[[ Document extract, beginning ]]
Western Grains Research Foundation (WGRF) has approved an Endowment Fund Directed Research Program fund of $3.8 million over the next five years for an initiative to develop genomic tools, increase genomic capacity, and enhance the use of doubled haploid in cereal crop-breeding programs.
Most Canadian breeding programs already utilize some doubled haploid and genomic technology. However, the full potential of these technologies is not being fully exploited because implementation has not kept pace with changing technology. Breeders currently rely on marker technology with limited throughput capacity, restricting breeding programs to evaluating only a few marker-trait combinations in a few targeted plant populations.
Greater use of genomic technologies will mean faster, more accurate identification of the best genes available in seed germplasm to breed into varieties for commercial production. Doubled haploid technology accelerates the cycle of crop breeding. Together, these technologies can get improved varieties into farmers’ fields quicker and add to the producer’s bottom line.
“WGRF is excited about the impact this breeding tools initiative can have for producers,” says Don Dewar, WGRF vice-chairman and chairman of the Endowment Fund Advisory Committee. “The potential to accelerate the crop breeding cycle and speed the release of improved varieties to market is a worthwhile and powerful investment for producers to make.”
The research initiative being funded is a joint initiative being led by Curtis Pozniak at the University of Saskatchewan’s Crop Development Centre, and Franois Eudes and Dr. Brent McCallum, both with Agriculture and Agri-Food Canada (AAFC).
This is one of many important strategic research initiatives WGRF will fund through the Endowment Fund Directed Research Program on behalf of western Canadian crop producers.
[[ Document extract, end ]]
[Task requirements]: Return the WGRF funding announcement above word for word, in full.
[[ Excerpted records, beginning ]]
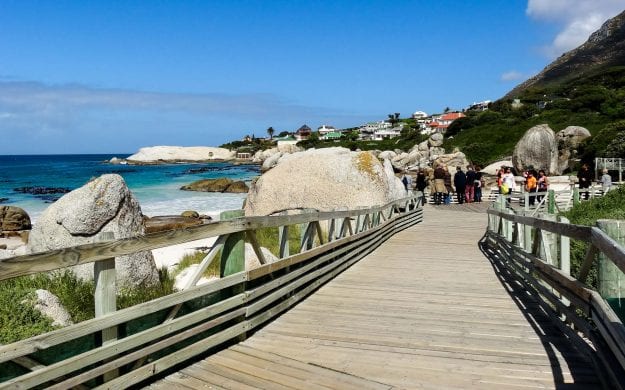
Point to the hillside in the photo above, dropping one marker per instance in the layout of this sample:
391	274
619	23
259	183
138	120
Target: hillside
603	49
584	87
[[ Excerpted records, end ]]
[[ Excerpted records, beginning ]]
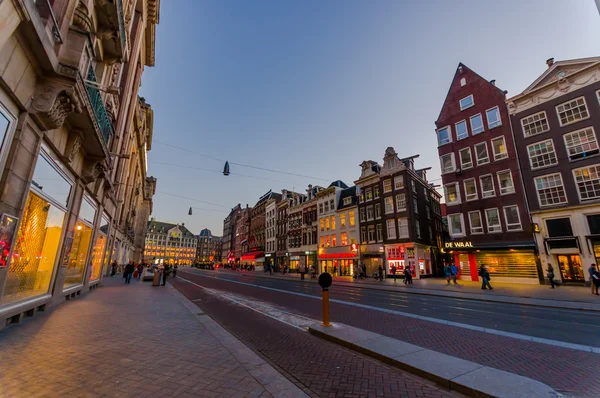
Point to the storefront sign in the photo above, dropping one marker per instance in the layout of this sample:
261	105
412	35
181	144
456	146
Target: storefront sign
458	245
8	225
[[ Excerpted records, end ]]
[Solution for this problem]:
Western Grains Research Foundation (WGRF) has approved an Endowment Fund Directed Research Program fund of $3.8 million over the next five years for an initiative to develop genomic tools, increase genomic capacity, and enhance the use of doubled haploid in cereal crop-breeding programs.
Most Canadian breeding programs already utilize some doubled haploid and genomic technology. However, the full potential of these technologies is not being fully exploited because implementation has not kept pace with changing technology. Breeders currently rely on marker technology with limited throughput capacity, restricting breeding programs to evaluating only a few marker-trait combinations in a few targeted plant populations.
Greater use of genomic technologies will mean faster, more accurate identification of the best genes available in seed germplasm to breed into varieties for commercial production. Doubled haploid technology accelerates the cycle of crop breeding. Together, these technologies can get improved varieties into farmers’ fields quicker and add to the producer’s bottom line.
“WGRF is excited about the impact this breeding tools initiative can have for producers,” says Don Dewar, WGRF vice-chairman and chairman of the Endowment Fund Advisory Committee. “The potential to accelerate the crop breeding cycle and speed the release of improved varieties to market is a worthwhile and powerful investment for producers to make.”
The research initiative being funded is a joint initiative being led by Curtis Pozniak at the University of Saskatchewan’s Crop Development Centre, and Franois Eudes and Dr. Brent McCallum, both with Agriculture and Agri-Food Canada (AAFC).
This is one of many important strategic research initiatives WGRF will fund through the Endowment Fund Directed Research Program on behalf of western Canadian crop producers.